What is expected >> Reproduce every line of the entries below verbatim, omitting the pictures from your reply.

+-------+

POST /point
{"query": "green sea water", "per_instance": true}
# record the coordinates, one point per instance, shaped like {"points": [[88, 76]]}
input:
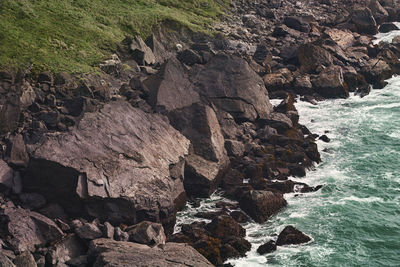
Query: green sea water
{"points": [[354, 220]]}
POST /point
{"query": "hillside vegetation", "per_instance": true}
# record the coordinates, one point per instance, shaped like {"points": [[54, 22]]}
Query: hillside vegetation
{"points": [[74, 35]]}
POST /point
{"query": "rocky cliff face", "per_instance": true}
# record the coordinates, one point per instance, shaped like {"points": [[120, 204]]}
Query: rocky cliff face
{"points": [[92, 165]]}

+-------+

Full solution >>
POST /point
{"query": "green sea water", "per_instance": true}
# record the coordinates, one point per instance, shaped like {"points": [[88, 76]]}
input:
Query: green sea water
{"points": [[354, 220]]}
POST /point
{"query": "hillside vegetation", "per_instance": true}
# record the coordinates, one point per instance, shaped like {"points": [[54, 22]]}
Query: hillside vegetation
{"points": [[74, 35]]}
POST /point
{"query": "rocky cliff face", "per_instance": true}
# record the coordinates, one point per instance, shaped like {"points": [[120, 204]]}
Query: rocky cliff face
{"points": [[92, 165]]}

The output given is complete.